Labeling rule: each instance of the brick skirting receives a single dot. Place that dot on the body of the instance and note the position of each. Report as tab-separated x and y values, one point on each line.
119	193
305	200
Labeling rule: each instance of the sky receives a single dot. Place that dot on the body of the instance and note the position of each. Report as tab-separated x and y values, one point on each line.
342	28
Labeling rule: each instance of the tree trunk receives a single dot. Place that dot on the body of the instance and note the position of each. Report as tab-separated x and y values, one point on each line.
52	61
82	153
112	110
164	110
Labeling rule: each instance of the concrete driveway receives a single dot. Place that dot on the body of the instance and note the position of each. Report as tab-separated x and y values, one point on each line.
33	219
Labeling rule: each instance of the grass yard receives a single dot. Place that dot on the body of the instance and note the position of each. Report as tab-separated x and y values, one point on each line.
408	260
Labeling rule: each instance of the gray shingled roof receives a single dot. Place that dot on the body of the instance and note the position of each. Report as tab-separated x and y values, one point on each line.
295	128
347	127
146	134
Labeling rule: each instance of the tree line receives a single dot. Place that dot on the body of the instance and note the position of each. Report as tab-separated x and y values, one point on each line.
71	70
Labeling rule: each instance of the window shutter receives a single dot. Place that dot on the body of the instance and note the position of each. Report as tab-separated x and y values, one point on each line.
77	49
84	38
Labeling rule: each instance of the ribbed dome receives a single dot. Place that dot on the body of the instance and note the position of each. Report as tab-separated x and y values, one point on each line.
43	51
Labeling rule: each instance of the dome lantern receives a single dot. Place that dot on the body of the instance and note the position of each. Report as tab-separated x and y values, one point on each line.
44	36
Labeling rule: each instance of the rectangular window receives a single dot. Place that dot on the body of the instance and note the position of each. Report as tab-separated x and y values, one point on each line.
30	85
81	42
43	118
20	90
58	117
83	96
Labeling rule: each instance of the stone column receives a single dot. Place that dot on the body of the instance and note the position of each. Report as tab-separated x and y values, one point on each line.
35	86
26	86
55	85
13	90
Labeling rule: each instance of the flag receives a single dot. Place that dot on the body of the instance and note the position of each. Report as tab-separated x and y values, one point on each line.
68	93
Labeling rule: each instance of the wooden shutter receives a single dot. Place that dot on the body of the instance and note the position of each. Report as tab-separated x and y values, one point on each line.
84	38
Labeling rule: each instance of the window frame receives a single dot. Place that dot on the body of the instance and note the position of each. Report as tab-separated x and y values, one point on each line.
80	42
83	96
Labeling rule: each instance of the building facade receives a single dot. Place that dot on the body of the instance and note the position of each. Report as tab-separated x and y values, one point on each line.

************

Recast every line of the listing above as a numbered list, omitting any blank lines.

1. Labeling rule: each instance of the brick skirting receives a single dot. Place that dot on the body of the instance and note the position of each. Report as tab-separated x and y values, one point on each line.
2. 119	193
3. 305	200
4. Labeling rule: each instance of the sky receives a single dot. Place that dot on the body of the instance and note the position of each. Report as tab-separated x and y values, one point on each line.
5. 342	28
6. Labeling rule: each instance of the tree trunk receives a single dot. Place that dot on the body of the instance and note the position of each. Report as tab-separated x and y values, one point on each line.
7. 52	61
8. 82	153
9. 112	110
10. 164	110
11. Labeling rule: each instance of the concrete driveway receives a single dot. Place that dot on the body of the instance and note the position of each. Report as tab-separated x and y values, one point on each line.
12. 33	219
13. Labeling rule: each instance of the grass yard receives a single dot. Place that dot on the body of the instance and note the position of each. Report as tab-separated x and y values, one point on each line.
14. 408	260
15. Labeling rule: each instance of the gray shingled roof receives a single dot. Place that dot on the body of the instance and note the position of each. Report as tab-separated x and y values, one point on each line.
16. 295	128
17. 347	127
18. 146	134
19. Labeling rule: each instance of the tree line receives a single dot. Place that dot on the body of the instance and note the position of each. Report as tab-separated x and y values, one point on each line.
20. 71	70
21. Labeling rule: each instance of the window shutter receives a single dot. Place that dot on the body of the instance and note the position of each. Report as tab-separated x and y values, one point on each line.
22. 77	49
23. 84	38
24. Labeling rule: each instance of the ribbed dome receives a single dot. Place that dot on the body of the instance and note the position of each. Report as tab-separated x and y values, one point on each line.
25. 43	51
26. Labeling rule: each instance of the dome lantern receives a single dot. Place that dot on the body of the instance and note the position of each. Report as tab-separated x and y values, one point on each line.
27. 44	36
28. Labeling rule: each instance of the rectangular window receives a single dot. Place that dot on the body of the instance and note the position of each. Report as tab-separated x and y values, one point on each line.
29. 30	85
30. 81	42
31. 43	118
32. 20	90
33. 58	117
34. 83	96
35. Labeling rule: each instance of the stone column receives a single dot. Place that dot on the body of the instance and note the position of each. Report as tab-separated x and y values, one point on each line.
36. 35	86
37. 26	86
38. 55	85
39. 13	90
40. Labeling rule: each instance of the flag receives a single dot. Place that dot on the body of the instance and note the position of each. Report as tab-separated x and y values, one point on each line.
41. 68	93
42. Labeling rule: each instance of the wooden shutter receives a single dot. Place that dot on the body of the instance and note the position of each. Report as tab-separated x and y values, one point on each line.
43. 84	38
44. Labeling rule: each instance of the window frame receives a single dot. Place that dot on the body of the instance and note the position of each. Report as tab-separated x and y values, one point on each line.
45. 80	42
46. 83	96
47. Labeling rule: each instance of the building facade receives a single dot. Place that dot on the body of the instance and note the position of each. Report as tab-separated x and y values, one point on each line.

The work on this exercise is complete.